→ Directions:
**a.** In the article on the Obchodná Street building, which company bought the building from City Hall?
**b.** Go on with the article on the Obchodná Street building, starting after its final sentence.

→ Document extract:
########################################
Bratislava's busiest shopping street in the heart of the city, Obchodná Street, will from the beginning of 1999 have a new luxury office and retail space located in a 19th century reconstructed building.
The planned space is situated on the corner of Obchodná and SNP square, one of the city's most frequented public areas. SNP square was the spot where the Slovak chapter of the 1989 Revolution took place, and most of Slovakia's public rallies still take place here. Bratislava City Hall has extensive plans for the square, including underground parking lots and reconstruction of several buildings on the square.
"City Hall sold the building, where a branch of the Bratislava City Library used to be located," said Bratislava's mayoral spokesman, Milan Vajda. "The building was really in a bad shape when the city sold it. It needed serious reconstruction."
Edith Roger, owner of the Roger real estate agency, which is in charge of the project, confirmed Vajda's diagnosis with a rueful frown. "The reconstruction was more complicated than what we expected," she said. "The water table is too close to the surface, and we had to change our plans. Some of the back walls had to be torn down, and we had to strengthen some other internal structures."
Despite the problems, the facade of the building on Obchodná is almost complete, and pedestrians can already enjoy the colorful look of the exterior. The building was bought by the Market Consul company from City Hall, which did not have sufficient finances for the reconstruction project.
########################################
→ Information given:

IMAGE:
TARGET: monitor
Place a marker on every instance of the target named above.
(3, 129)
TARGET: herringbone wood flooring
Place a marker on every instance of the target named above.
########################################
→ Set of answers:
**a.** The Market Consul company bought it.

**b.**
The four floor building has about 5,000 m2 of leasing space, with 1,200 m2 set for retail space and the rest earmarked for luxury office space. "We had to restore the building into its previous look. The building is 1.5 floors taller than it used to be in the past. But the inside of the building is very modern, and on a high standard," said Roger.
"The building has a new look, since it is taller. With the taller building, the SNP square has gained a better effect," agreed Vajda.
The interest of the owner, Roger, is to lease the building. "Our preference would be to lease it to one tenant, or to several tenants in large blocks," Roger said.
The cost of the reconstruction was according to Roger "quite high," although she would not give specific figures. In defence of the expense, she explained that it is always more difficult to reconstruct a building than to build a new one.
The everlasting problem of parking in the city's center will be eased at this building at least with its 36 underground parking places.